**REQUIREMENT**
Gather every line of the records that contains the word "deck", and copy each of those lines out in full.

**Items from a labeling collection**
+ + + + + + +

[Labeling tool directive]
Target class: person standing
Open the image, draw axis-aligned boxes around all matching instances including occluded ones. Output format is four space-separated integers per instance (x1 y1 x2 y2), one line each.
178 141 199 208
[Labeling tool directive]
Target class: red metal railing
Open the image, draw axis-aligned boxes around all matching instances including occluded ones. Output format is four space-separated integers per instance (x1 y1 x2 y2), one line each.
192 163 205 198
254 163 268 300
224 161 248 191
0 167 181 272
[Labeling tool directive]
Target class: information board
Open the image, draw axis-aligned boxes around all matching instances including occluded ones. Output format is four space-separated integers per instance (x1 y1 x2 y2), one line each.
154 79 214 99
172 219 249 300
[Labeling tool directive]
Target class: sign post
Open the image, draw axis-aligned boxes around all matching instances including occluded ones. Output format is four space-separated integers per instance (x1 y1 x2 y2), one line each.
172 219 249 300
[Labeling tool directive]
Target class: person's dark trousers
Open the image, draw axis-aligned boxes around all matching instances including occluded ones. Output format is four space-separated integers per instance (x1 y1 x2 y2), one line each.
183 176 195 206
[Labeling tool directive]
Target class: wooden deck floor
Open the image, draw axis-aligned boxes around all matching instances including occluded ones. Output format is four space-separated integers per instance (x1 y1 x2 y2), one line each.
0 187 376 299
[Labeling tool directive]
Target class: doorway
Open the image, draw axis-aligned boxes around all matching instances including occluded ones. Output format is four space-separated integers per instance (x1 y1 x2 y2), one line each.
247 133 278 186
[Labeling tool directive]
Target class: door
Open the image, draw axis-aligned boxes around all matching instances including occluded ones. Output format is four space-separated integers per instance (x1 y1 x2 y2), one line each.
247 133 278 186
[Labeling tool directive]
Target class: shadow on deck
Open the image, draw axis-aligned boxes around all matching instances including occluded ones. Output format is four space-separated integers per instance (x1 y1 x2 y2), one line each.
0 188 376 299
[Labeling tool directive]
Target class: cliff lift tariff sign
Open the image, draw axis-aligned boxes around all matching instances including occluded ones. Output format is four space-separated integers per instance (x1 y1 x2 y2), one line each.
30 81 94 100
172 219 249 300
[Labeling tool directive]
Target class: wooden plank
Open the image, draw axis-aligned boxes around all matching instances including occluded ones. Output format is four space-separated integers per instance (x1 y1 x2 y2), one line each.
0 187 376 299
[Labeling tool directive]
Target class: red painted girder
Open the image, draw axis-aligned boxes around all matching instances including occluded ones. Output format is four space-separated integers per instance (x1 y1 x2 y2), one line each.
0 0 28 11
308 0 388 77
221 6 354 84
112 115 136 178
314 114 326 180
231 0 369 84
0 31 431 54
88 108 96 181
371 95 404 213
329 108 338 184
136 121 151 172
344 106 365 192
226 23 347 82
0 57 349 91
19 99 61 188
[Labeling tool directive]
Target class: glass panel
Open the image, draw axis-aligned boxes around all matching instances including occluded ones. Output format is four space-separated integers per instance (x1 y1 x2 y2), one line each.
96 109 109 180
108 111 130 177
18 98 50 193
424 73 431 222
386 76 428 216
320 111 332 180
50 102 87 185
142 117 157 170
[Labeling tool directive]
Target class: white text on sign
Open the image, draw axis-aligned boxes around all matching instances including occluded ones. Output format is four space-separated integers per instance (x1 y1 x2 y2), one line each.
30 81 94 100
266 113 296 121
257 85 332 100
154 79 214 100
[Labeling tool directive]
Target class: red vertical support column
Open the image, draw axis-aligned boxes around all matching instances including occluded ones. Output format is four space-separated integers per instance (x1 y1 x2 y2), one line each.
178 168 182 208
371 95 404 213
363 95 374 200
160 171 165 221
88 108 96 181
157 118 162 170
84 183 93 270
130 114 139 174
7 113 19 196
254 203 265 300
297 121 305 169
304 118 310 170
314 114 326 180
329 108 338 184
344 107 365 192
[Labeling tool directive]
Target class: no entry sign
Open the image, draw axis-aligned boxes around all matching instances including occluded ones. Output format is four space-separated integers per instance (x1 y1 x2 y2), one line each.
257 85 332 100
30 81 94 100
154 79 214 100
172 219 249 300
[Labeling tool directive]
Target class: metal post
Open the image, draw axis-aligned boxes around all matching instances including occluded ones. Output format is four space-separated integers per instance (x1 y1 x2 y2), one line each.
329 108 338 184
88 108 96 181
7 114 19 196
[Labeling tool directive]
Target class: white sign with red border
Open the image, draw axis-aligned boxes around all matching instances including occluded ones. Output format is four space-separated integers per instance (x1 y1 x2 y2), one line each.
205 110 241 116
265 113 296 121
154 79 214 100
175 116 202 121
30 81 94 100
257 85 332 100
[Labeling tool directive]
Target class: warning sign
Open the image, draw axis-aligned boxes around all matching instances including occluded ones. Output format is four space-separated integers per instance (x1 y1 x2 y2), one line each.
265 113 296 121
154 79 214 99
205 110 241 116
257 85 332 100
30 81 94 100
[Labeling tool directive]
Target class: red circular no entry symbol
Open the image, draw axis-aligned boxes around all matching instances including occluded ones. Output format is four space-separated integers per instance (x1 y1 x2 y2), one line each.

+ + + + + + +

**TASK RESULT**
Target class: wooden deck floor
Target class: shadow on deck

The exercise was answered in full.